Output only the lines that run from the one with "Target: red paint" to the final line of the material, exactly as they are written.
---------- MATERIAL FOR THE TASK ----------
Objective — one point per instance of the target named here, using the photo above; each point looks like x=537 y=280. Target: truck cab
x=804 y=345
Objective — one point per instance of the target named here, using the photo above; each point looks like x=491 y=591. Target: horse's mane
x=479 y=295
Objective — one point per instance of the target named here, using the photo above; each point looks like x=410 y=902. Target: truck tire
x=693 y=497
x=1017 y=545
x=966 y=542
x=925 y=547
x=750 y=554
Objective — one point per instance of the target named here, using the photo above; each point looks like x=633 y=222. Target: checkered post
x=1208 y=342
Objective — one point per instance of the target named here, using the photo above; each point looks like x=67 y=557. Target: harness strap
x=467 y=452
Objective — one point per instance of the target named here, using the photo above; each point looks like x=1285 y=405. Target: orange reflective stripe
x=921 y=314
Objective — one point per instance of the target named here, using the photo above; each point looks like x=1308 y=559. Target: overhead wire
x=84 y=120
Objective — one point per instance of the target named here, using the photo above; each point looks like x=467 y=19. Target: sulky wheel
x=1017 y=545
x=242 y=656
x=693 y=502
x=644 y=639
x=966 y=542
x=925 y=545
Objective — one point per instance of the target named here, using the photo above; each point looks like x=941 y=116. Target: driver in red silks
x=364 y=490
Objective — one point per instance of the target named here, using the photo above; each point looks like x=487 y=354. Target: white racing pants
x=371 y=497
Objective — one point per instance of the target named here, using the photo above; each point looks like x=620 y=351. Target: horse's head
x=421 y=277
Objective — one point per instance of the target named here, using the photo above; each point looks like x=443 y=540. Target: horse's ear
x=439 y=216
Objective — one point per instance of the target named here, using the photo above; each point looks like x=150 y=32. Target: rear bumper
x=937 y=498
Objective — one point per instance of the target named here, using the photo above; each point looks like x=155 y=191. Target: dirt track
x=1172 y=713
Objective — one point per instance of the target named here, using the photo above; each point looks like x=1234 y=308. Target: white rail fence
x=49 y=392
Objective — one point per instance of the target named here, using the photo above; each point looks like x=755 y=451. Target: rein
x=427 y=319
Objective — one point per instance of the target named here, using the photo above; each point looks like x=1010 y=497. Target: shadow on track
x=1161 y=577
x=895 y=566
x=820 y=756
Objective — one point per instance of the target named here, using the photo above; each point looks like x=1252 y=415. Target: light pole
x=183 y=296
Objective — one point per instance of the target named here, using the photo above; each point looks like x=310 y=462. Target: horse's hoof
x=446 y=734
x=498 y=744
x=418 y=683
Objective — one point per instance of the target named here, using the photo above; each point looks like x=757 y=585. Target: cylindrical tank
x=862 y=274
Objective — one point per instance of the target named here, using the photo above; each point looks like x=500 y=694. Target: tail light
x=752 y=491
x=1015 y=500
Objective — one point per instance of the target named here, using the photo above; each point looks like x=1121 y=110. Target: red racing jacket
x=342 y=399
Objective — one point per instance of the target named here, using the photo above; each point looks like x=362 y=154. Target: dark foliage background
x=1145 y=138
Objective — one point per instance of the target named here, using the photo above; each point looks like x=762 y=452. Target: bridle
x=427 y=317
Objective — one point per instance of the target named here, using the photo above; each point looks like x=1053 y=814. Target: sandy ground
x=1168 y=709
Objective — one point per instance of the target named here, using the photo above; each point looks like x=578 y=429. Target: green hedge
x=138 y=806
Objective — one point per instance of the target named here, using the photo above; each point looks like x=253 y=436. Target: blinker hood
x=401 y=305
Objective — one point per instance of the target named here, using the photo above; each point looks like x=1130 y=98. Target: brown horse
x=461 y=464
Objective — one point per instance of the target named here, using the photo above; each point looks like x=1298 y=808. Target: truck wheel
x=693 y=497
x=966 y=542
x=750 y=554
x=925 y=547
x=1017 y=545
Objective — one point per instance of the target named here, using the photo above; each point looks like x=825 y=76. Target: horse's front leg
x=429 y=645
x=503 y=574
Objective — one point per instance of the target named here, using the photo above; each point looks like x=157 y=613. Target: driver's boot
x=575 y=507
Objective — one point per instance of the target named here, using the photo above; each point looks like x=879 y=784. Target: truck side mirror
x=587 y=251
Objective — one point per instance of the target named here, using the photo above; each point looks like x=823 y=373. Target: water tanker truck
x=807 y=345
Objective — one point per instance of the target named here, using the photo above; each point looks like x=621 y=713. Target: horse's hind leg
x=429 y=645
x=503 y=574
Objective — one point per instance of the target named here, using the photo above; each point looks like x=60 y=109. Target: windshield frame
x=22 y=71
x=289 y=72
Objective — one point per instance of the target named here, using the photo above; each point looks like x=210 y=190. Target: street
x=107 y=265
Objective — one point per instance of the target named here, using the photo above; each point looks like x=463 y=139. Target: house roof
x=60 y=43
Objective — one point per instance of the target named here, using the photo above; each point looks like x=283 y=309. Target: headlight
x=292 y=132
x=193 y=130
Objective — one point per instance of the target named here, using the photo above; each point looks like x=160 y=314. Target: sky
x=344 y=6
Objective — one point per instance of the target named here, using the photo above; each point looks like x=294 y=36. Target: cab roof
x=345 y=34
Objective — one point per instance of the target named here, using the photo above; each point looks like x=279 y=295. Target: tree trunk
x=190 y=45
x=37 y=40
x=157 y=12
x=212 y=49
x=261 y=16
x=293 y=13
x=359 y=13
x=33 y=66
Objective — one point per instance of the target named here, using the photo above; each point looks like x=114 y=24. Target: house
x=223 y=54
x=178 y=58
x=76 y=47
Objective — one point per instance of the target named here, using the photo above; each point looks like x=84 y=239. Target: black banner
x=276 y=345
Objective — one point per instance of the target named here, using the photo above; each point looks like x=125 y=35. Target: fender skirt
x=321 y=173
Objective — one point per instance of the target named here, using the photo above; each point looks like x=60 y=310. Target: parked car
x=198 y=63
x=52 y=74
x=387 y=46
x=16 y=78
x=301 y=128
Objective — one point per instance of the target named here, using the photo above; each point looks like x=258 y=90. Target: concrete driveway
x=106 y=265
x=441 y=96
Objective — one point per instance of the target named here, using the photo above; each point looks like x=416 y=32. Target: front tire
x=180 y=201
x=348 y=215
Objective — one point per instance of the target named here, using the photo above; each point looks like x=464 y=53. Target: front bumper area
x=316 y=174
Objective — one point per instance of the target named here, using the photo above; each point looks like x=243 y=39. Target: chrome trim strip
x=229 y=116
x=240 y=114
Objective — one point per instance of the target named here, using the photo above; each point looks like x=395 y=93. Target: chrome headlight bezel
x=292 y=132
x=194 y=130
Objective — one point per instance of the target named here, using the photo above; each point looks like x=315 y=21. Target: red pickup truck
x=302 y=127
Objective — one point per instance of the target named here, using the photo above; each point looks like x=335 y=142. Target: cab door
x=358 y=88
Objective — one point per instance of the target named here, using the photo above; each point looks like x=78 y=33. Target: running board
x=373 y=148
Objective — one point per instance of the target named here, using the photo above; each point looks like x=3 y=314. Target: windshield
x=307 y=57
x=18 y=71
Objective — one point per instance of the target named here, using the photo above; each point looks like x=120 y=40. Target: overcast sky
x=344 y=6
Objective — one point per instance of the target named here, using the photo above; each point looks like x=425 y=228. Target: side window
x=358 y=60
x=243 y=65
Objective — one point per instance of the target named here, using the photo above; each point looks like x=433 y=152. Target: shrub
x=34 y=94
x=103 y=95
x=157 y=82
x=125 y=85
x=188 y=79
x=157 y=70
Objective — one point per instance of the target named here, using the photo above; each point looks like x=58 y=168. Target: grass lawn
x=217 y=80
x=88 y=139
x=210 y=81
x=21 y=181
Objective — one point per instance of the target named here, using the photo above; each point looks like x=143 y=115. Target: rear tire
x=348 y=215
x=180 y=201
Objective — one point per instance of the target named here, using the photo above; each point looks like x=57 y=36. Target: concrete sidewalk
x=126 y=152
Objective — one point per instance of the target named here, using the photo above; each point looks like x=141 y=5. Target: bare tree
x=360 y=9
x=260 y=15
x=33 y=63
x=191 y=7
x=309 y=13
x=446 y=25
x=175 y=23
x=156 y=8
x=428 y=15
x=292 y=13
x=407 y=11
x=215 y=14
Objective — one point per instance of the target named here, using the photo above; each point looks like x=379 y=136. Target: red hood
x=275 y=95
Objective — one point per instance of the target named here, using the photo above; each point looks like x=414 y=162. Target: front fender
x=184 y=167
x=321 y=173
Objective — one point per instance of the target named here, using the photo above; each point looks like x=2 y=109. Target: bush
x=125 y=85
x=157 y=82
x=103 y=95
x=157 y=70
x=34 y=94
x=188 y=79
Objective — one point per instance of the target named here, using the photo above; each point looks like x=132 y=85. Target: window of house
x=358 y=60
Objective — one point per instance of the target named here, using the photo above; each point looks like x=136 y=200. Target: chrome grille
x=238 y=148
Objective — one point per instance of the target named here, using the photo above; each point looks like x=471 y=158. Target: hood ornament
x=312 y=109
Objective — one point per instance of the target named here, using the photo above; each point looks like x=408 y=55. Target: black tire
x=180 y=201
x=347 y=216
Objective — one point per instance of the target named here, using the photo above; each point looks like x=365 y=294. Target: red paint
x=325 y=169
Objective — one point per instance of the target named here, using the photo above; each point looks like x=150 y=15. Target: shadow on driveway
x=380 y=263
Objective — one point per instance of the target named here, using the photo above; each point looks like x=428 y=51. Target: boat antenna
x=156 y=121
----------
# RESULT OF THIS EXERCISE
Objective — one point per instance of the target named here, using the photo above; each point looks like x=365 y=294. Target: red paint
x=325 y=169
Objective — one point per instance of the target named here, using the photo above; each point looks like x=150 y=15. Target: shadow on driveway
x=380 y=263
Objective — one point per instance of the target named here, using the photo above; each point looks like x=428 y=51. Target: boat antenna
x=156 y=121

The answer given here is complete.